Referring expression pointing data

↓

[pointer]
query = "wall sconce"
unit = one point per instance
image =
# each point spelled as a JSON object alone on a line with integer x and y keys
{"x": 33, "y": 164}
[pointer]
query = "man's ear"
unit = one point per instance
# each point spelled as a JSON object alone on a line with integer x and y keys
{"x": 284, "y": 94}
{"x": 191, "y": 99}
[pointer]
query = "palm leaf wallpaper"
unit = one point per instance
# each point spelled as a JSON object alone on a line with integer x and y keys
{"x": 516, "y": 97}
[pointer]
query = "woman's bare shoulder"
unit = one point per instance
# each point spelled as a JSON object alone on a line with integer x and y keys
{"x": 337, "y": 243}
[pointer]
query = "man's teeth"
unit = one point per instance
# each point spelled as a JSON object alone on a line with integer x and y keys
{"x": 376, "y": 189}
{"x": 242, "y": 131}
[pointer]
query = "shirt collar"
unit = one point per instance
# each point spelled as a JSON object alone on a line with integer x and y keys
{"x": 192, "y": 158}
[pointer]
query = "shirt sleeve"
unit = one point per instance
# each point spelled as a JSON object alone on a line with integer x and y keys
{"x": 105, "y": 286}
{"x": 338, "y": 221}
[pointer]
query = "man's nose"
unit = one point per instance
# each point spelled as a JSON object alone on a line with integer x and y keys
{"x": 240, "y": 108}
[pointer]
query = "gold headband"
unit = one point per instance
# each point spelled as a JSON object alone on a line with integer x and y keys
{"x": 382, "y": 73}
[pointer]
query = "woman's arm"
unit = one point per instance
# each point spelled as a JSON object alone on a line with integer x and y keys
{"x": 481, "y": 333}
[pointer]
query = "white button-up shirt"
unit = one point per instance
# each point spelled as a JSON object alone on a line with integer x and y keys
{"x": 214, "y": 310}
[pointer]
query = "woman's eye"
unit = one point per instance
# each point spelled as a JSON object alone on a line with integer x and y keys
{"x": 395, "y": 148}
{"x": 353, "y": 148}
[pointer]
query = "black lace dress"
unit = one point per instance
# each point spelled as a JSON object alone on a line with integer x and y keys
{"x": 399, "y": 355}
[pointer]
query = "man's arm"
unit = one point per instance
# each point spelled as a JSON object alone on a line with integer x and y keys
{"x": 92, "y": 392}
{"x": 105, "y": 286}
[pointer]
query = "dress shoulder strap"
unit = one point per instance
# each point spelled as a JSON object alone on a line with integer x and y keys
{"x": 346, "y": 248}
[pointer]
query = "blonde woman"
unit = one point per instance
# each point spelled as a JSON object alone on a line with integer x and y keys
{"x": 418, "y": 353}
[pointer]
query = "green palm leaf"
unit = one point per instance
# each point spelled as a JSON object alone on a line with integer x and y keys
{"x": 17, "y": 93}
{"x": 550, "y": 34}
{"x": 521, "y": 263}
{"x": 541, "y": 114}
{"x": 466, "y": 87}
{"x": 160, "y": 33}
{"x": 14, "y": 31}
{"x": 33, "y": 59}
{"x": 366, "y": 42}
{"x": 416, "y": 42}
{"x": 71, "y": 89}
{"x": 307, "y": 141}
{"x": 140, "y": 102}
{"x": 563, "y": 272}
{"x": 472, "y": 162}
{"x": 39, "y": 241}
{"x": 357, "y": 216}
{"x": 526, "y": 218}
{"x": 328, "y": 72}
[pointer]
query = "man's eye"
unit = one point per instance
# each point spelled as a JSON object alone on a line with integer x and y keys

↑

Exercise
Output only the number of lines in the data above that include the word "shoulder".

Expected answer
2